*DIRECTION:* Please reproduce every one of the records below word for word, with no changes.

--- begin RECORD LIST ---

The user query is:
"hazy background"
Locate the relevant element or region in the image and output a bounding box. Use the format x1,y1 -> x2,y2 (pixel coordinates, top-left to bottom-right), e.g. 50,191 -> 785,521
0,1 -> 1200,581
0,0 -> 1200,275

--- end RECORD LIST ---

*THE RESULT:*
The user query is:
"hazy background"
Locate the relevant element or region in the image and output a bounding box. Use the format x1,y1 -> x2,y2 (pixel coordinates, top-left to bottom-right), e.g. 50,191 -> 785,521
0,1 -> 1200,581
0,0 -> 1200,275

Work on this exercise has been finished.